Find the line containing "Indicate one point for each instance of the grazing" in the listing below; reproduce it and every line after, exactly. Skip pictures.

-- start of MATERIAL --

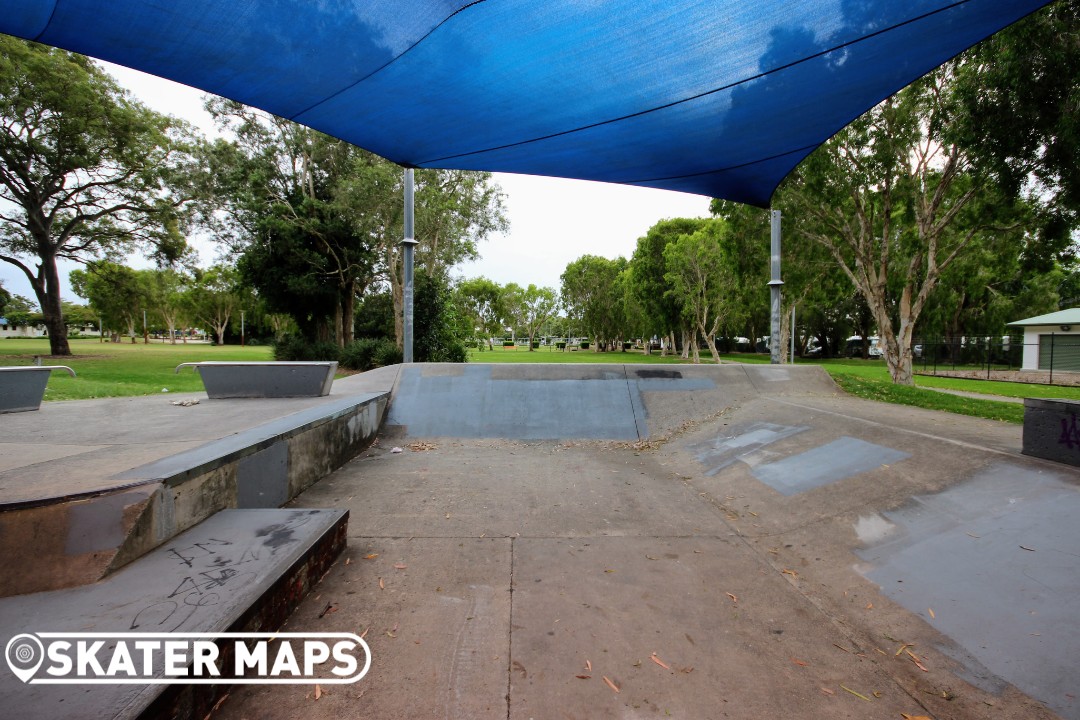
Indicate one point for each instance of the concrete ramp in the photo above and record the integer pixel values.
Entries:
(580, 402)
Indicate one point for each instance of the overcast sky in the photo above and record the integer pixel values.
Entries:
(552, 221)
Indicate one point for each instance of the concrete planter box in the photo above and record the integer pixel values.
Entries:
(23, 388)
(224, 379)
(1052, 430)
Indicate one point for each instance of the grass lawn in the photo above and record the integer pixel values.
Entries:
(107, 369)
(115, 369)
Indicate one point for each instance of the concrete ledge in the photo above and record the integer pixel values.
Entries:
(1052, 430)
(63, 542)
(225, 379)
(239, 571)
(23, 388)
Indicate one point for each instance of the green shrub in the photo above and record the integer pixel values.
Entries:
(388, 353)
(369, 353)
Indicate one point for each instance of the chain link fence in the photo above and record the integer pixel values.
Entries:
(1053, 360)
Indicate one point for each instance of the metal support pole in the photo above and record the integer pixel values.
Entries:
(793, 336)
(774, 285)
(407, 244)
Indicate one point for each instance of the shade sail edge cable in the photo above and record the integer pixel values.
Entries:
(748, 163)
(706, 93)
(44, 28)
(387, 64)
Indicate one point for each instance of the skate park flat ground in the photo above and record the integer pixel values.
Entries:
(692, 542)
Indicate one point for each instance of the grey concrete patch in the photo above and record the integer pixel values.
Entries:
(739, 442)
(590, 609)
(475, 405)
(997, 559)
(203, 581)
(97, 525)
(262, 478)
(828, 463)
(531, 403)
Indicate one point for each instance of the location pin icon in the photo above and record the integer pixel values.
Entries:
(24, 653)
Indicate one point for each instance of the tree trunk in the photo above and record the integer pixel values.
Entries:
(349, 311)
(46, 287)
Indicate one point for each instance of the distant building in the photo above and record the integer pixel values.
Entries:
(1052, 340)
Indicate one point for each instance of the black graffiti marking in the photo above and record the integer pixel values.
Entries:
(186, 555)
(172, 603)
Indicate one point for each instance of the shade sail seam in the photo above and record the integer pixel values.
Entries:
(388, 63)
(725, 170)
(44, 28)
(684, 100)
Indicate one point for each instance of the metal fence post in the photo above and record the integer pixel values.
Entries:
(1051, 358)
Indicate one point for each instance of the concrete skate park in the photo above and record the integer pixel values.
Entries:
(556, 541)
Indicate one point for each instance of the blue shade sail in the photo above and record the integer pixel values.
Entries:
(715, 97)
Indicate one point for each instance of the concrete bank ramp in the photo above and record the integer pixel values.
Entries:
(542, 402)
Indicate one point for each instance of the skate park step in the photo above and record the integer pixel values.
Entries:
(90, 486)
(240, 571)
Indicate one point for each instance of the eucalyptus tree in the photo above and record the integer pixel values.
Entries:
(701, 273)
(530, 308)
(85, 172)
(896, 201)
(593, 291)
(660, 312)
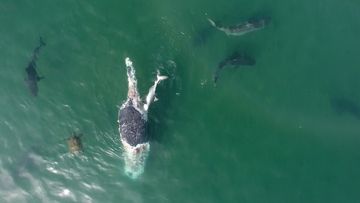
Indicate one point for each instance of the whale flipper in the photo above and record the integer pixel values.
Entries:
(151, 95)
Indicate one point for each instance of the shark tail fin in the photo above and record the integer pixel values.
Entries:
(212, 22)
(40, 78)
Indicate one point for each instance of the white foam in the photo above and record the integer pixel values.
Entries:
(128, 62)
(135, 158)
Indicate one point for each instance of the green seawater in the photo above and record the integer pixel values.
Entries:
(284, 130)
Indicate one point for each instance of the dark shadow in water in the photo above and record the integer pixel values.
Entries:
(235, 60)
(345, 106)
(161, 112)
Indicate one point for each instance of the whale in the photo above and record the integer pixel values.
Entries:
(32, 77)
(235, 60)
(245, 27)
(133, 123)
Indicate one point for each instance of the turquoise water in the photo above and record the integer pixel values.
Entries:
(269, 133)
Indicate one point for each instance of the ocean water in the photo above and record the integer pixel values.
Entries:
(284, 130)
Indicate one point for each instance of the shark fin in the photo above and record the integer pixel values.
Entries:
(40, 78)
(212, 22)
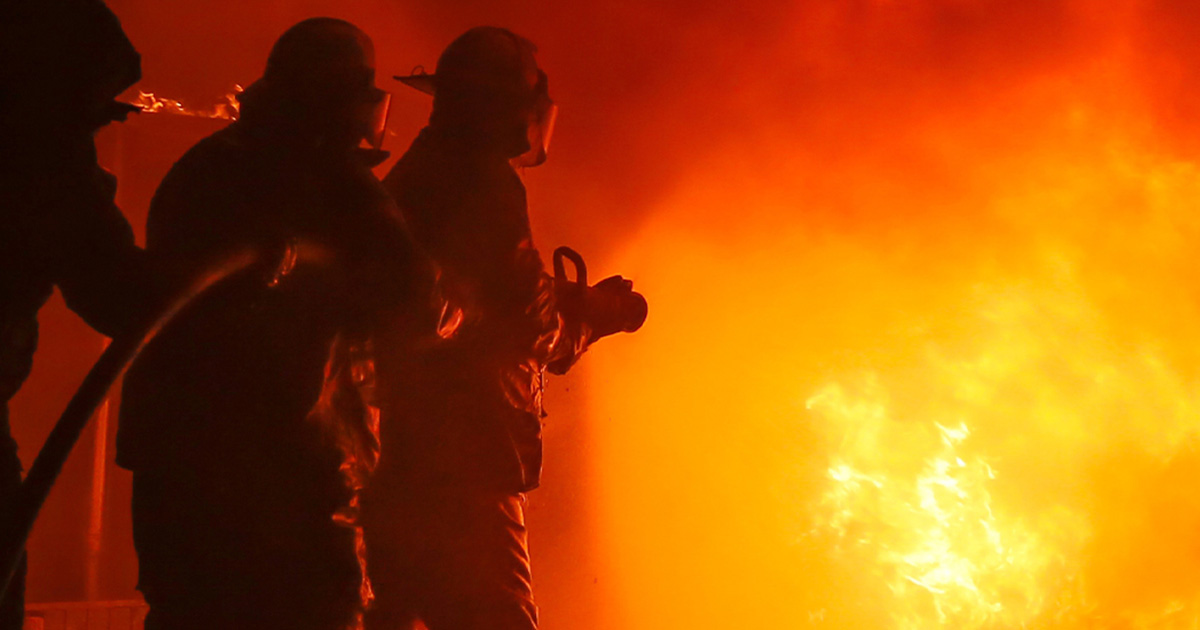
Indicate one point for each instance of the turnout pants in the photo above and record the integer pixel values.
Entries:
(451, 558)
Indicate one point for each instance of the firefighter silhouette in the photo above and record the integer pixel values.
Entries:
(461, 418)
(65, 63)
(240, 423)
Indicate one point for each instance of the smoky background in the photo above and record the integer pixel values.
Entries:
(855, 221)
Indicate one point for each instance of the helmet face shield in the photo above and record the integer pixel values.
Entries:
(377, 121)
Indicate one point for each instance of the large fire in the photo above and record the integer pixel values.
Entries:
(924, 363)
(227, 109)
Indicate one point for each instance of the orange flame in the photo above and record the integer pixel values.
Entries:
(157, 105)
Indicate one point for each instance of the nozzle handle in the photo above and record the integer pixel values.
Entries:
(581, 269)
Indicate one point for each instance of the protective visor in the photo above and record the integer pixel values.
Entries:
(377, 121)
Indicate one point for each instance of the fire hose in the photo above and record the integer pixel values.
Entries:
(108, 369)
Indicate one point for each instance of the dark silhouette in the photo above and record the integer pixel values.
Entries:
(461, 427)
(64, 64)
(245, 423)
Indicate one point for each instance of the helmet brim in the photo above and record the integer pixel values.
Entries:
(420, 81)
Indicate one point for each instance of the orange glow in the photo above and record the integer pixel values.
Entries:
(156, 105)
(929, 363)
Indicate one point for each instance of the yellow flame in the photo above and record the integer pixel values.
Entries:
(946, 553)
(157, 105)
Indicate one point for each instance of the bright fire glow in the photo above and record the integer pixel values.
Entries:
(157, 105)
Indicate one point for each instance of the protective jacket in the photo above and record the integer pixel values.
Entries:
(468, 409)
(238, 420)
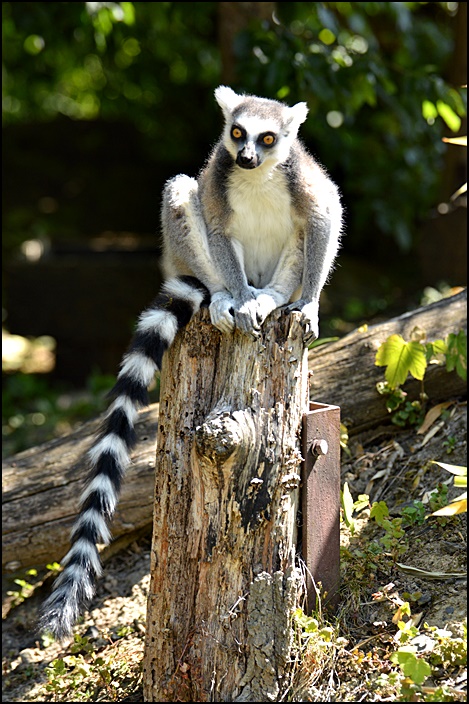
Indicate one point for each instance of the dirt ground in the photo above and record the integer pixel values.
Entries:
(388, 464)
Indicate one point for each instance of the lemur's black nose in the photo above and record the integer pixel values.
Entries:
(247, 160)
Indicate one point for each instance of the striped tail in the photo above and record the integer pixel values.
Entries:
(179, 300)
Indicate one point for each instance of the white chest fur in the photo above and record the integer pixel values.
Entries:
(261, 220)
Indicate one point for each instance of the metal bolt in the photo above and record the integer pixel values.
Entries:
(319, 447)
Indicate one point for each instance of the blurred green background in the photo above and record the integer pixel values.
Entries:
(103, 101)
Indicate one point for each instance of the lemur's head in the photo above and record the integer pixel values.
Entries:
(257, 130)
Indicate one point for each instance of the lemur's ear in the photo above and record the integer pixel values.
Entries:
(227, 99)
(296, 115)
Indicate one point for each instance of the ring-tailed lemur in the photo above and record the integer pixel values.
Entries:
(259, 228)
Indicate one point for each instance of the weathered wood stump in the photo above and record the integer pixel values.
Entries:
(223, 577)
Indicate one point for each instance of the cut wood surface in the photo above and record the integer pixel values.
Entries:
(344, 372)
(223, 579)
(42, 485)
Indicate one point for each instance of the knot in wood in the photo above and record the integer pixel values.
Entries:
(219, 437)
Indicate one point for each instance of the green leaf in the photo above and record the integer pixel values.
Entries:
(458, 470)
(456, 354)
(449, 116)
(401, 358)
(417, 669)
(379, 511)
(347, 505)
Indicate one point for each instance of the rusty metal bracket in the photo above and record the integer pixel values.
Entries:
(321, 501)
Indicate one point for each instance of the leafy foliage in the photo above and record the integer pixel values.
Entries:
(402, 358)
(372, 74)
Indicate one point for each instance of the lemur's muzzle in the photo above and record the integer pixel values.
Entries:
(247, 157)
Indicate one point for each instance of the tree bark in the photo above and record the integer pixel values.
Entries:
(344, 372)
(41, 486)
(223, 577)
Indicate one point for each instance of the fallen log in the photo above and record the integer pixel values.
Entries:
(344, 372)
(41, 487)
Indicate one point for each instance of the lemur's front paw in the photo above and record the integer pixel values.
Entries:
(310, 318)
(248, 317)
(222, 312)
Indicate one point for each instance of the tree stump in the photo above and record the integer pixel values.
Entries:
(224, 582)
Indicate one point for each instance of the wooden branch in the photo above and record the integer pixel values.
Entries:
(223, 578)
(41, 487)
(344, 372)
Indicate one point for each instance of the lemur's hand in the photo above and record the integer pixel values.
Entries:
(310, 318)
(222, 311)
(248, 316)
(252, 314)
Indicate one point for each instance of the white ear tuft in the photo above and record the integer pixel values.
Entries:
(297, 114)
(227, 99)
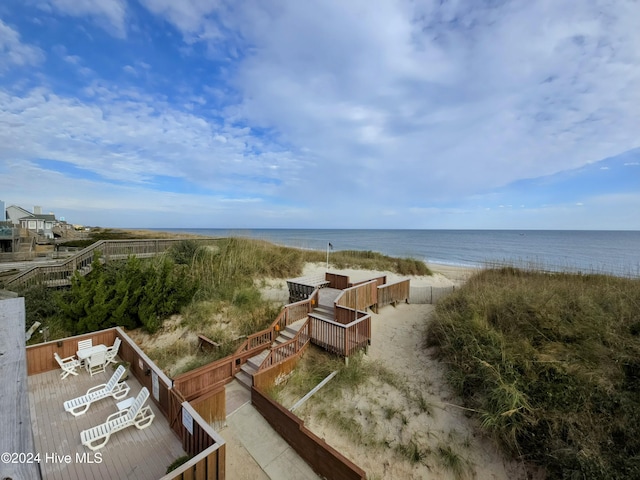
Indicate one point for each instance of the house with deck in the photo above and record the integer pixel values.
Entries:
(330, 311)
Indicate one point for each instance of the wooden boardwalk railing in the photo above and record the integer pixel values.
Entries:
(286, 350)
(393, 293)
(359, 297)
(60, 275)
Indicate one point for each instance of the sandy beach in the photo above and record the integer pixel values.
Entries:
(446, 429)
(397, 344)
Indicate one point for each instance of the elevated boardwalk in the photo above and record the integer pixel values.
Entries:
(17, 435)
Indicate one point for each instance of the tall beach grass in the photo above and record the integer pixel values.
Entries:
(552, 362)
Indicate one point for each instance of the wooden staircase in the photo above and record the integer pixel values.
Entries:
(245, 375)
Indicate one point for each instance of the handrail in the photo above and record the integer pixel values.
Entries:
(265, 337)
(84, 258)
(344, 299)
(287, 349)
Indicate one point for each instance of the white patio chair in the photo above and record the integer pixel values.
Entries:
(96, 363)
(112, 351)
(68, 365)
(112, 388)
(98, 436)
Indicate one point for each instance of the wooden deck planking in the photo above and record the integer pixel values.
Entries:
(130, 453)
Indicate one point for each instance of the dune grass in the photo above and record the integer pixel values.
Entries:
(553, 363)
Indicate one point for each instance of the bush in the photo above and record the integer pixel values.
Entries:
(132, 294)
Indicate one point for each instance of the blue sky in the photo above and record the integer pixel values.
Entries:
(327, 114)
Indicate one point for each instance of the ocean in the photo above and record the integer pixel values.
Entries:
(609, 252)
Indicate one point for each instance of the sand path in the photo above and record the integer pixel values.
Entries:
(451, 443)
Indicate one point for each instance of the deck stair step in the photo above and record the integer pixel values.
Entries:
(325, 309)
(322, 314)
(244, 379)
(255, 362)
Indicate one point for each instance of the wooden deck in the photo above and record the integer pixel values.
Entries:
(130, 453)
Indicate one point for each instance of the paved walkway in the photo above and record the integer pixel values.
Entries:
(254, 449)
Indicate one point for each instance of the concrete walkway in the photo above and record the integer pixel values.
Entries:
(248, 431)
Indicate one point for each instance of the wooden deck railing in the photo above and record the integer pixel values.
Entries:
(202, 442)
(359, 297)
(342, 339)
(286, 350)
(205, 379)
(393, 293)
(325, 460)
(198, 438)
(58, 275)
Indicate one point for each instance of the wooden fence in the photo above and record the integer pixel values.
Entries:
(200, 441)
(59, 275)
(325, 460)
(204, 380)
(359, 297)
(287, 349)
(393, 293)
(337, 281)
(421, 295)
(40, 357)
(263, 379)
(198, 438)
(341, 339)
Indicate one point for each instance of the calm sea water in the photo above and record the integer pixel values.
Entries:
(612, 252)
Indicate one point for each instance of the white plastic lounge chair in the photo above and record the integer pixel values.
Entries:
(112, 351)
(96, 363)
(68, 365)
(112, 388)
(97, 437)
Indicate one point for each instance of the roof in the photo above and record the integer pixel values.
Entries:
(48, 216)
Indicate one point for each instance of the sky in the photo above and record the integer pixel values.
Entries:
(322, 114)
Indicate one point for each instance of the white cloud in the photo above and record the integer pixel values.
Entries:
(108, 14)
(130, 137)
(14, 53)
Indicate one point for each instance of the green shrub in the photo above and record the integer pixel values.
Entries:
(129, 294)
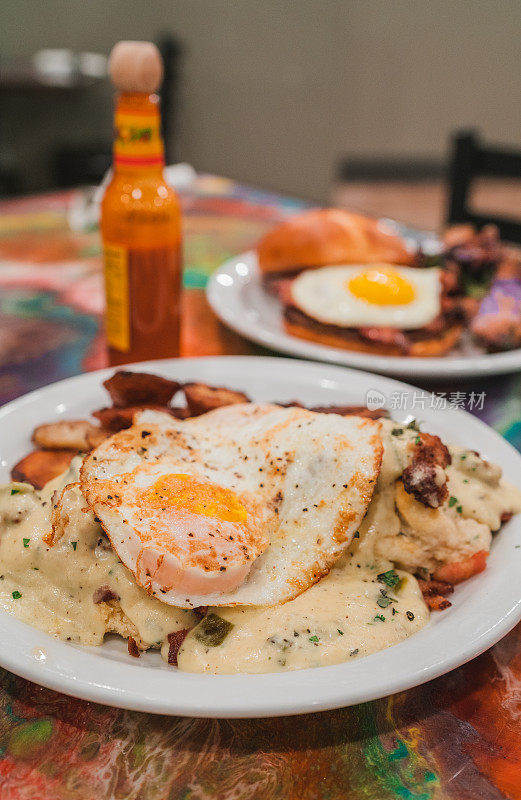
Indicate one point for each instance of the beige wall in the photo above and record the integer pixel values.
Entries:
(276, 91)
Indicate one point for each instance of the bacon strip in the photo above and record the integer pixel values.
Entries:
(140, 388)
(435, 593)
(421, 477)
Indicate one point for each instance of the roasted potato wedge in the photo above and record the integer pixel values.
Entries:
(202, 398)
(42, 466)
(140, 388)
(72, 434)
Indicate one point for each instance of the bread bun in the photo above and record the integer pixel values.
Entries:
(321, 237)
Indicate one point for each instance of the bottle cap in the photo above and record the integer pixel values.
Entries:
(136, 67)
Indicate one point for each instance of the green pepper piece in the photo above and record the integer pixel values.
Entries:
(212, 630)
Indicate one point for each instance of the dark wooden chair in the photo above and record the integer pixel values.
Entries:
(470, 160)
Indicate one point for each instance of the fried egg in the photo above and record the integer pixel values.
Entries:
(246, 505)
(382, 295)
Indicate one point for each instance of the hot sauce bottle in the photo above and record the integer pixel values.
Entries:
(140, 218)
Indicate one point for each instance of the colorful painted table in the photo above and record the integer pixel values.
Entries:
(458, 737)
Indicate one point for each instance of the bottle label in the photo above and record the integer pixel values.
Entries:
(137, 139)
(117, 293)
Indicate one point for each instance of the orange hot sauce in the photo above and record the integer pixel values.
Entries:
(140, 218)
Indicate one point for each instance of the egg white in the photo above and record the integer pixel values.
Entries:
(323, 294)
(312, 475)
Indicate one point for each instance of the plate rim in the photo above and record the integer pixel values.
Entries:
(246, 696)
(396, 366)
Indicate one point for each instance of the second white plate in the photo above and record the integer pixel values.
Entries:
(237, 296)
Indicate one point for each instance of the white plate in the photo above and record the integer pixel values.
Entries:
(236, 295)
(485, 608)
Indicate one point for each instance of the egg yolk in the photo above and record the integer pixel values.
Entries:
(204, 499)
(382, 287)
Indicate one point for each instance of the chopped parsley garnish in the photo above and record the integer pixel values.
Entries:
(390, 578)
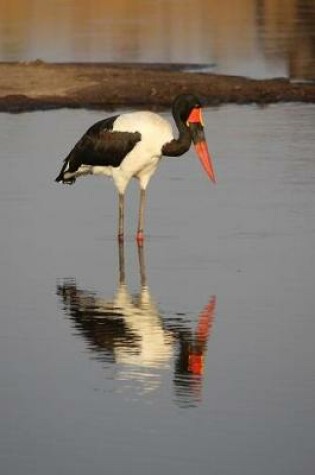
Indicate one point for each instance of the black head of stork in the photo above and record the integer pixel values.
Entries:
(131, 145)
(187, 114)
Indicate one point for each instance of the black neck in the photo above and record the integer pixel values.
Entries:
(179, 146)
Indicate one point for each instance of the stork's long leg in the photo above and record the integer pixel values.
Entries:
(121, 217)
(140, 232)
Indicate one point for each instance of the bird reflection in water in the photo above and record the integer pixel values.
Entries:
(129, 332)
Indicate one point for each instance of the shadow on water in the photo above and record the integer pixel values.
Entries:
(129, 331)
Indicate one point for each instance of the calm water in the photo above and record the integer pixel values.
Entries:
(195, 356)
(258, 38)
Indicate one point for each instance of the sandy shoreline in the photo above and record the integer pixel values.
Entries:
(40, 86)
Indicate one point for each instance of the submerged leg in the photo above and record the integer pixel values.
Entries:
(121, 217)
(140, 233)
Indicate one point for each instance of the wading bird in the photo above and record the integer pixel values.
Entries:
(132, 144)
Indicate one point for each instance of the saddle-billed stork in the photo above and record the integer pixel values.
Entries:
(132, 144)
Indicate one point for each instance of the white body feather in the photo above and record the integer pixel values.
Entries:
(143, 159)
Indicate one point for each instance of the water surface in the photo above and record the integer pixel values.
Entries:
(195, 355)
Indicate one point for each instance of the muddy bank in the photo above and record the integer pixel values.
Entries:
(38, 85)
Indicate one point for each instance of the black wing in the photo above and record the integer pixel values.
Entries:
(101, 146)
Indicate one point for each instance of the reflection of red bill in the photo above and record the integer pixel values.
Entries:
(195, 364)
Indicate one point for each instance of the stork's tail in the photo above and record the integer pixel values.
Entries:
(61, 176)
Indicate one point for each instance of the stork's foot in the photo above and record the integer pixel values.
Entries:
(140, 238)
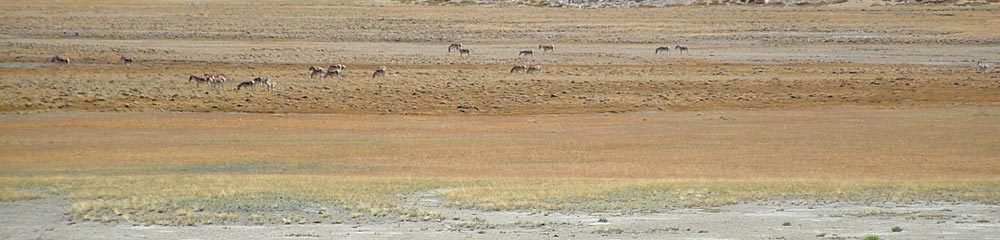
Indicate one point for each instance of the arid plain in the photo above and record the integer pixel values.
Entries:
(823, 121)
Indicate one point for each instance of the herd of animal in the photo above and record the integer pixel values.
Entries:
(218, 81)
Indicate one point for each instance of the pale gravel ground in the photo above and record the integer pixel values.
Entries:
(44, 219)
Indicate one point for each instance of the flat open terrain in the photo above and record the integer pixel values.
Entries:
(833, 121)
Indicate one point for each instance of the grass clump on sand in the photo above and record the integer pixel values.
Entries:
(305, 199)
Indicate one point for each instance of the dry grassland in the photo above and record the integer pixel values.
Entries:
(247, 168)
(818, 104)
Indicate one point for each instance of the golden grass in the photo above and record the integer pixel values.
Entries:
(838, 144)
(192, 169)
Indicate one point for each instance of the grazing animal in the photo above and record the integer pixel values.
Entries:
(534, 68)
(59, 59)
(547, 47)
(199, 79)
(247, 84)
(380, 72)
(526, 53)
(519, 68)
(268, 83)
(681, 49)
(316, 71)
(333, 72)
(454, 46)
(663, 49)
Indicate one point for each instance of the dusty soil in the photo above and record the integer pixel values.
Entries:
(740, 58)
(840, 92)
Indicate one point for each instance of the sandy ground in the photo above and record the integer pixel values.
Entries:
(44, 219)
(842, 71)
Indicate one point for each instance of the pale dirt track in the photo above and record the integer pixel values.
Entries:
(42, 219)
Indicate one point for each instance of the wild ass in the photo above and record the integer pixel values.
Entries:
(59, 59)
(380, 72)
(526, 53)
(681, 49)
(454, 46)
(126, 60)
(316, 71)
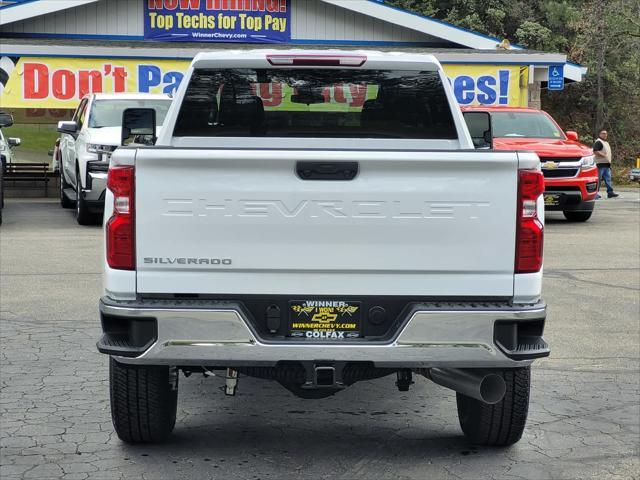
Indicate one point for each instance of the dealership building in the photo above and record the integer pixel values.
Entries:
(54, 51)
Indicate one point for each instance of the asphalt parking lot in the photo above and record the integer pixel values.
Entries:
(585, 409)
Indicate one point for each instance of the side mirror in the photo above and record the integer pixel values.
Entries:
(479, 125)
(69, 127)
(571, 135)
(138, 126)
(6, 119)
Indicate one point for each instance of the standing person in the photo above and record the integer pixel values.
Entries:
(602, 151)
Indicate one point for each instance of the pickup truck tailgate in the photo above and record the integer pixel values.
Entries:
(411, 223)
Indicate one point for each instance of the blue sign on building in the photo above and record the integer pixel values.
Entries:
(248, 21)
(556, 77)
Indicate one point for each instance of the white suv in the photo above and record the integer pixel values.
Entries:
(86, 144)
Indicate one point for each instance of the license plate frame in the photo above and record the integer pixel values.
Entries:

-- end of MATERIAL --

• COMPLETE RESPONSE:
Indicate one point for each instance of the grazing animal in the photo above and record the integer pixel values.
Entries:
(534, 68)
(59, 59)
(547, 47)
(199, 79)
(247, 84)
(380, 72)
(526, 53)
(519, 68)
(268, 83)
(681, 49)
(316, 71)
(333, 72)
(454, 46)
(663, 49)
Indicate one point for each instance of the dusty soil in the photo above and record the integer pixel values.
Entries:
(740, 58)
(840, 92)
Indicate one point for each instance of the sandy ground in the photo above and record the integer pixel values.
Entries:
(44, 219)
(842, 71)
Indicate one point for each instance of the pale dirt track in the photo above and record the integer pixel values.
Entries:
(42, 219)
Indicate one point for each instance of the wild ass in the photo above and record the integer pixel values.
Entries:
(59, 59)
(380, 72)
(526, 53)
(681, 49)
(454, 46)
(126, 60)
(316, 71)
Indicate one point for each instance of the dealership building in the photo above and record the integer pixel values.
Entries:
(54, 51)
Indicate one point for each instance of the asphalt parking lot in the photo above and record the integer pixel values.
Entries:
(585, 409)
Indicate one point for each instance of the side mirror in the photo above and record the integer pixel values.
Entries:
(479, 125)
(69, 127)
(571, 135)
(138, 126)
(6, 119)
Indicate one point for each instance of the standing person in the photo above and record the integer pixel values.
Entries:
(602, 151)
Indicate one point for each instance of the pickup truck tailgate in the photo above and record the integer pixel values.
Entries:
(411, 223)
Indicate one point for each instance of the blue sign on building in the photo above and record the integer pixel values.
Entries:
(248, 21)
(556, 77)
Indicate one point for each instance of the white suv in the photo above and record the integer pixel values.
Entries:
(86, 144)
Indicate one point for each instance of the license plate frame in the photo above and record the integer pixel values.
Entries:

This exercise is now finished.